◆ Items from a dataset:
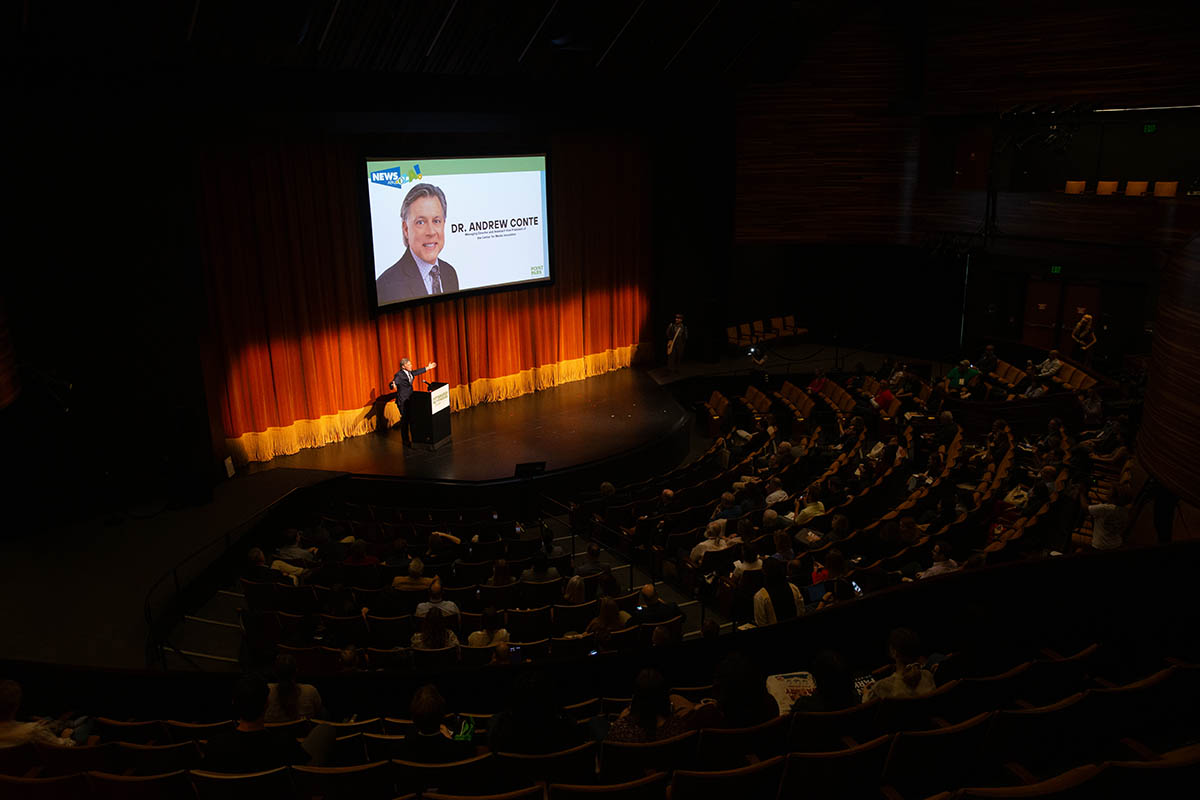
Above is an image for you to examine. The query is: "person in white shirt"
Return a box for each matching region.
[764,477,789,507]
[690,519,740,565]
[1032,350,1062,379]
[732,541,764,582]
[866,628,936,701]
[1084,484,1133,550]
[916,542,959,579]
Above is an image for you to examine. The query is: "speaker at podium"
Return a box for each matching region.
[408,381,452,450]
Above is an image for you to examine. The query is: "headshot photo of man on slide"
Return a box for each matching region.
[375,183,460,304]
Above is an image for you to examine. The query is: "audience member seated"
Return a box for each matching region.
[1077,388,1103,426]
[807,368,828,395]
[1031,349,1063,379]
[917,542,959,579]
[732,540,763,582]
[424,530,464,563]
[871,379,898,409]
[562,575,587,604]
[405,684,474,763]
[596,565,621,598]
[865,628,936,701]
[946,360,979,392]
[393,557,434,590]
[203,676,333,772]
[605,668,693,743]
[586,596,632,644]
[764,477,788,506]
[690,653,780,727]
[771,530,796,563]
[246,546,305,585]
[265,654,324,723]
[1022,377,1052,399]
[1081,415,1127,455]
[930,411,957,449]
[411,607,459,650]
[485,559,514,587]
[415,578,460,618]
[343,539,380,567]
[276,528,319,563]
[1021,466,1059,516]
[977,344,998,375]
[574,543,606,576]
[792,486,826,527]
[541,529,565,559]
[826,513,851,543]
[794,650,860,712]
[710,491,742,522]
[521,551,561,582]
[690,520,740,567]
[754,558,804,626]
[1084,483,1133,551]
[488,670,582,754]
[0,680,80,748]
[467,608,509,647]
[632,584,683,626]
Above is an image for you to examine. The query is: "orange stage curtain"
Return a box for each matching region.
[198,133,652,464]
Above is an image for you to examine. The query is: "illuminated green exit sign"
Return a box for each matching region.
[1049,265,1063,275]
[1143,123,1157,134]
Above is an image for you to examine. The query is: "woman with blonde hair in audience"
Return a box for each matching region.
[562,575,587,605]
[467,608,510,647]
[585,596,631,645]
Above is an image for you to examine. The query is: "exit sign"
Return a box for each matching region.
[1143,123,1157,134]
[1049,265,1063,275]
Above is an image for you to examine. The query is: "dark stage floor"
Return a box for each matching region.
[247,368,689,482]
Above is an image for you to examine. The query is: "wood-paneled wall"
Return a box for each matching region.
[1139,237,1200,507]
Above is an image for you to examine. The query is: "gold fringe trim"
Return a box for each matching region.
[227,343,646,465]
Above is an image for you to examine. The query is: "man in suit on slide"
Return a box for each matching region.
[391,357,437,444]
[375,183,461,305]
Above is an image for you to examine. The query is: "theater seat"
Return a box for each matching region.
[190,766,294,800]
[549,770,668,800]
[778,734,891,800]
[1063,180,1085,194]
[87,769,193,800]
[290,760,395,800]
[495,741,597,785]
[1153,180,1178,197]
[0,772,90,800]
[665,755,784,800]
[1124,180,1148,196]
[1096,180,1118,195]
[602,730,698,782]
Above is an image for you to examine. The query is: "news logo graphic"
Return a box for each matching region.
[370,164,423,189]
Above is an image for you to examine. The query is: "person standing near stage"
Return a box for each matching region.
[391,357,436,444]
[665,313,688,372]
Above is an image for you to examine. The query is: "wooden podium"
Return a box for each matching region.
[408,381,452,450]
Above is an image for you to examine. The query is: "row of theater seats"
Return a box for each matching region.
[986,358,1097,394]
[4,651,1196,798]
[1063,179,1179,197]
[725,315,807,349]
[241,572,608,617]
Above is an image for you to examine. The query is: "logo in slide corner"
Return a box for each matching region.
[370,164,423,188]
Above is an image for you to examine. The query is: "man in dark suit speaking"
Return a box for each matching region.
[391,357,437,443]
[376,183,461,305]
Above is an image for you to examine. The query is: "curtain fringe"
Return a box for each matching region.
[227,343,646,464]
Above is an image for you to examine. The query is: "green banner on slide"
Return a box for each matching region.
[366,156,545,178]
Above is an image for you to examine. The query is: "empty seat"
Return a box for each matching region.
[1063,180,1085,194]
[777,734,891,800]
[94,718,166,745]
[164,719,235,743]
[87,769,194,800]
[788,699,880,751]
[602,730,698,782]
[549,770,668,800]
[37,742,121,776]
[426,787,544,800]
[1095,180,1118,195]
[392,753,500,796]
[412,645,460,672]
[190,767,294,800]
[880,711,993,799]
[496,741,597,785]
[666,755,785,800]
[948,762,1102,798]
[0,772,90,800]
[695,715,788,770]
[1153,180,1178,197]
[116,741,202,775]
[1124,180,1148,196]
[290,760,395,800]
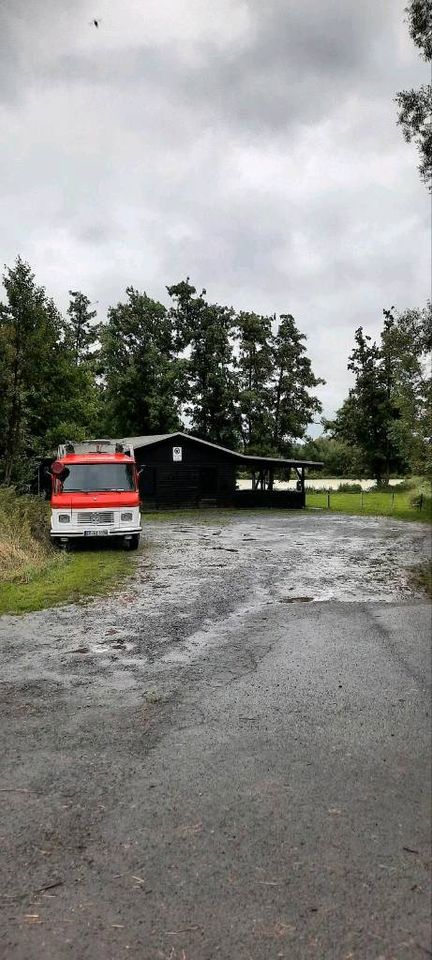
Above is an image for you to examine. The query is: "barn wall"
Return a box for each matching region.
[135,438,238,509]
[233,490,305,509]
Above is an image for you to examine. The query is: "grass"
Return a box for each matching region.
[141,489,432,525]
[305,484,432,523]
[0,487,133,615]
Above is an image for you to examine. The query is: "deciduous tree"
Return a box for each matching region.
[66,291,99,365]
[271,314,324,455]
[167,281,239,447]
[326,324,409,483]
[395,0,432,189]
[234,311,274,453]
[100,287,182,437]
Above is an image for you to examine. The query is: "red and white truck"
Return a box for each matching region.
[49,441,141,549]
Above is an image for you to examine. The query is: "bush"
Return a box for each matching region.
[391,478,417,492]
[337,483,363,493]
[410,493,431,511]
[0,486,53,583]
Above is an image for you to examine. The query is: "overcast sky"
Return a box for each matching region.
[1,0,429,431]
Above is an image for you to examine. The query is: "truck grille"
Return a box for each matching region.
[77,511,115,525]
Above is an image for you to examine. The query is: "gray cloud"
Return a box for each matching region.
[0,0,429,429]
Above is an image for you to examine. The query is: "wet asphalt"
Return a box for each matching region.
[0,512,431,960]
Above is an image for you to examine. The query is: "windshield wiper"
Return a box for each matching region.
[62,487,130,493]
[93,487,128,492]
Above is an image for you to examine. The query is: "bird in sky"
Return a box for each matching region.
[91,18,101,28]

◆ The problem: Wherever a picture appears, omit it; copy the rest of the data exactly.

◆ Finished task:
Above is an image for you to examine. The query is: "person in white shirt"
Return a box for each matching region.
[764,477,789,507]
[690,519,740,565]
[1032,350,1062,379]
[732,541,764,582]
[866,628,936,701]
[1084,484,1133,550]
[916,542,959,579]
Above is an image for you to examine. The query is: "speaker at podium"
Return a box for each matching region.
[408,381,452,450]
Above is an image for you to examine. The query is: "headshot photo of man on slide"
Return a box for each matching region.
[375,183,460,304]
Above is an image for you to examine. The query is: "audience member seated"
Return a box for each matching region.
[1077,388,1103,426]
[807,368,828,395]
[1031,349,1063,379]
[917,542,959,579]
[732,540,763,582]
[424,530,464,563]
[871,379,898,409]
[562,575,587,604]
[405,684,474,763]
[596,565,621,598]
[865,628,936,701]
[946,360,979,392]
[393,557,434,590]
[203,676,333,772]
[605,668,693,743]
[586,596,632,644]
[764,477,788,506]
[690,653,780,727]
[771,530,796,563]
[246,546,305,585]
[265,654,324,723]
[1022,377,1052,399]
[1081,415,1127,455]
[930,411,957,449]
[411,607,459,650]
[485,559,514,587]
[415,578,460,618]
[343,539,380,567]
[276,528,319,563]
[1021,466,1059,516]
[977,344,998,375]
[574,543,606,576]
[792,486,826,527]
[541,529,565,559]
[826,513,851,543]
[794,650,860,712]
[710,491,742,522]
[521,551,561,582]
[690,520,740,567]
[754,558,804,626]
[1084,483,1133,551]
[488,670,582,754]
[0,680,80,748]
[467,608,509,647]
[632,584,683,626]
Above is an image for you to examine. The query is: "orange stage curtain"
Return a box for each matching region.
[198,133,652,464]
Above is an image for you to examine. The query is: "illuminated green exit sign"
Return a box for each matching region.
[1049,265,1063,275]
[1143,123,1157,134]
Above is an image for you to examine. The query is: "woman with blonde hair in audience"
Return a box for each matching region.
[562,575,587,605]
[467,608,510,647]
[585,596,631,645]
Above is an image for you to examine. The query is: "exit sign"
Return a box for each matching region.
[1143,123,1157,134]
[1049,265,1063,275]
Above is an image for you to examine. The query is: "dark stage floor"
Return a box for each matching region.
[247,368,689,482]
Above is an image for you to examine. The query is: "wood-paneled wall"
Return a box for each matching region.
[1139,237,1200,507]
Above is an image for you to examine. The query is: "gold fringe trim"
Return a box for each matching region.
[227,343,646,465]
Above is an image for you to examine. The query is: "man in suit on slide"
Return a box for each matching region.
[391,357,437,444]
[375,183,461,305]
Above is an image for you to examine. The query is: "theater seat"
Return a box for each matching region.
[190,766,294,800]
[549,770,668,800]
[778,734,891,800]
[1063,180,1085,194]
[87,769,193,800]
[290,760,395,800]
[495,741,597,785]
[1153,180,1178,197]
[0,772,90,800]
[665,755,784,800]
[1124,180,1148,196]
[1096,180,1118,195]
[602,730,698,782]
Above is an image for you to examine. The query is: "news logo graphic"
Return a box for each matching region.
[370,164,423,189]
Above is an image for you to examine. The query is: "person standing near stage"
Return a box for each matching region.
[391,357,436,444]
[665,313,688,372]
Above is an image for you to examine. The query is: "wooden podium"
Return a box for each matching region.
[408,381,452,450]
Above is an image for you to examine. The query is: "row of theater seats"
Return a box for each matching region.
[986,358,1097,394]
[4,651,1196,798]
[1063,179,1179,197]
[725,315,807,349]
[241,572,608,617]
Above is an image for you to examine. The query is: "logo in slide corner"
Return a box for each matching region.
[370,164,423,188]
Above is an image for you to examine. The query is: "man in dark suit speaking"
Return a box for each matching region.
[391,357,437,443]
[376,183,461,305]
Above is an image for you to examine. The query is: "curtain fringe"
Return a box for each matching region.
[227,343,646,464]
Above is an image for you to examine. The query is: "green banner on slide"
Return a box for each matching region.
[366,156,545,178]
Above is an image for you to examine. The query is: "empty seat"
Return a box for each matching region.
[1063,180,1085,194]
[777,734,891,800]
[94,718,166,745]
[164,719,235,743]
[87,769,194,800]
[788,699,880,751]
[602,730,698,782]
[549,770,668,800]
[37,742,121,776]
[426,787,544,800]
[1095,180,1118,195]
[392,753,500,796]
[412,645,460,672]
[190,767,294,800]
[880,711,993,799]
[496,741,597,785]
[666,755,785,800]
[948,762,1102,798]
[0,772,90,800]
[695,715,788,770]
[1153,180,1178,197]
[116,741,202,775]
[1124,180,1148,196]
[290,760,395,800]
Above is an image for you to examine. The query is: "barn wall"
Return a box for each matching region.
[135,438,238,509]
[233,490,305,509]
Above is an image for you to examine. The query is: "grass"
Return a box for each matching region.
[141,489,432,525]
[305,484,432,523]
[0,487,133,615]
Above is an image for you to examine. The query is: "deciduous tree"
Return a box for each matching region.
[66,291,99,365]
[271,314,324,455]
[167,281,239,447]
[326,324,409,483]
[395,0,432,189]
[234,311,274,453]
[100,287,182,437]
Above is an image for you to examine. The query is: "red and white truck"
Return a box for each matching region.
[49,441,141,549]
Above is an image for you to examine. The query is: "bush"
Return a box for each matching region.
[391,478,417,492]
[337,483,363,493]
[410,493,431,511]
[0,486,53,583]
Above is an image for you to examine. The query is: "overcast sky"
Return a box for each matching region.
[1,0,429,431]
Above is an image for you to examine. The query is: "truck grille"
Return a box for each matching region.
[77,511,115,525]
Above is an image for you to examine. The query is: "gray cloud"
Return a box for each matching region.
[0,0,429,429]
Above is an image for you to examine. The query is: "wet asphalt"
Return a box for each matching region.
[0,512,431,960]
Above is an image for you to examine. The query is: "windshield wiper"
Return a box for each matching region.
[62,487,130,493]
[93,487,128,492]
Above is an image for you to examine. The query is: "bird in sky"
Return a box for each matching region.
[91,18,101,28]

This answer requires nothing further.